[Pointing dataset records]
○ ○ ○ ○
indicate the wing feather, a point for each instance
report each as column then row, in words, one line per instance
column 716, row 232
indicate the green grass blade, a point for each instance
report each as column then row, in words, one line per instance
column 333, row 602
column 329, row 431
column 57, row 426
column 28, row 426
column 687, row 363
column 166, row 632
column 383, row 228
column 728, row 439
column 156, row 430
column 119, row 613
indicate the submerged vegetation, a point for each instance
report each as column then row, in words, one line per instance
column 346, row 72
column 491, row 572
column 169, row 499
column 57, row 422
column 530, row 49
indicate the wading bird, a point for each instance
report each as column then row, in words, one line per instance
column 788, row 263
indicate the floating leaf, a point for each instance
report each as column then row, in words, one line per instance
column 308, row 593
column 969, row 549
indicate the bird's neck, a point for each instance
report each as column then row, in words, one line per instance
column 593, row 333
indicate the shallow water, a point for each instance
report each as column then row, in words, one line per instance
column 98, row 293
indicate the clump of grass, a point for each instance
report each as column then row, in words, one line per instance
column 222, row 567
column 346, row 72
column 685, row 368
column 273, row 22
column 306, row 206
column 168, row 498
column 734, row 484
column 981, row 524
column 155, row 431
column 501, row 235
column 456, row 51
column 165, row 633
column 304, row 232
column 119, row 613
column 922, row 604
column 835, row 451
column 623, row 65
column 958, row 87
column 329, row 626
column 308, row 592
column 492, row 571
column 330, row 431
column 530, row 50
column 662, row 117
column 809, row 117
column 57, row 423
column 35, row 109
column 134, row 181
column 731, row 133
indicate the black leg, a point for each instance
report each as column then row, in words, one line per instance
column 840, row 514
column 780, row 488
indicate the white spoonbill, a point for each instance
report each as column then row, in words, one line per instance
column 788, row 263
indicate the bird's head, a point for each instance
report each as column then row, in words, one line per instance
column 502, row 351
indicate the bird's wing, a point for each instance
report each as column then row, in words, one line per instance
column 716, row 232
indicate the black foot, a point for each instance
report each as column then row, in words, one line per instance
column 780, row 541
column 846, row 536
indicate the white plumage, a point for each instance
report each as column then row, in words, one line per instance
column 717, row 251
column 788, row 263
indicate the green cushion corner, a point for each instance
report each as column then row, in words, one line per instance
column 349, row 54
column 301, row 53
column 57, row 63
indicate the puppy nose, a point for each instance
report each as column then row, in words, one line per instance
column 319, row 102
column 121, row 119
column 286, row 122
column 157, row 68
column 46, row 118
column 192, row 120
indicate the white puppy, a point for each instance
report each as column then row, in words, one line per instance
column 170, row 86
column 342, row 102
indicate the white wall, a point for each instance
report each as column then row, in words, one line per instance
○ ○ ○ ○
Given request:
Copy out all of the material above word for word, keeping every line in its original order.

Worked solution:
indicate the wing feather, a point for each instance
report each as column then row, in words, one line per instance
column 716, row 232
indicate the green grass blade, a point for each instance
report each as column then row, in words, one line per instance
column 333, row 602
column 329, row 431
column 57, row 426
column 28, row 426
column 687, row 363
column 166, row 632
column 383, row 228
column 728, row 439
column 156, row 430
column 119, row 613
indicate the submerged vegetation, a point for each instance
report each as column then row, in words, one line per instance
column 346, row 72
column 491, row 572
column 169, row 499
column 57, row 422
column 530, row 49
indicate the wading bird, a point for each instance
report each as column then row, in words, one line per instance
column 788, row 263
indicate the floating leaf, a point for each instance
report each as column then row, in words, one line per instance
column 308, row 593
column 969, row 549
indicate the bird's neck, a point for each instance
report each as column then row, in words, one line per instance
column 593, row 333
indicate the shallow water, a point for each instance
report each as column then row, in words, one line per instance
column 98, row 293
indicate the clump of grass, a point for each instance
report each as column then row, in words, one line per instance
column 222, row 567
column 346, row 72
column 685, row 368
column 273, row 22
column 306, row 206
column 168, row 498
column 734, row 484
column 981, row 524
column 155, row 431
column 501, row 235
column 456, row 51
column 165, row 633
column 304, row 232
column 119, row 613
column 922, row 604
column 835, row 451
column 623, row 65
column 958, row 87
column 329, row 626
column 308, row 592
column 492, row 571
column 330, row 431
column 530, row 50
column 662, row 117
column 809, row 117
column 57, row 423
column 35, row 109
column 134, row 181
column 731, row 133
indicate the black leg, a point for each instance
report each as column then row, in words, one line per instance
column 840, row 514
column 780, row 488
indicate the white spoonbill, a point for each instance
report each as column then row, in words, one line per instance
column 788, row 263
indicate the bird's head, a point for each instance
report each as column then row, in words, one line per instance
column 502, row 351
indicate the bird's wing, a point for each instance
report each as column then row, in words, one line per instance
column 716, row 232
indicate the black foot, a point for each instance
report each as column then row, in words, one line per instance
column 780, row 541
column 846, row 536
indicate the white plumage, a point for each instance
report each as column then row, in words, one line per instance
column 717, row 251
column 788, row 263
indicate the green cushion corner, a point for each instance
report each as column then row, in words, one line per instance
column 349, row 54
column 301, row 53
column 57, row 63
indicate the puppy nose, a point for each instance
report each as column then row, in words, one line per instance
column 319, row 102
column 121, row 119
column 286, row 122
column 157, row 68
column 46, row 118
column 192, row 120
indicate the white puppy, a point for each instance
report each as column then row, in words, one line per instance
column 170, row 86
column 342, row 102
indicate the white wall, a point for each instance
report each as column then row, in words, one line per instance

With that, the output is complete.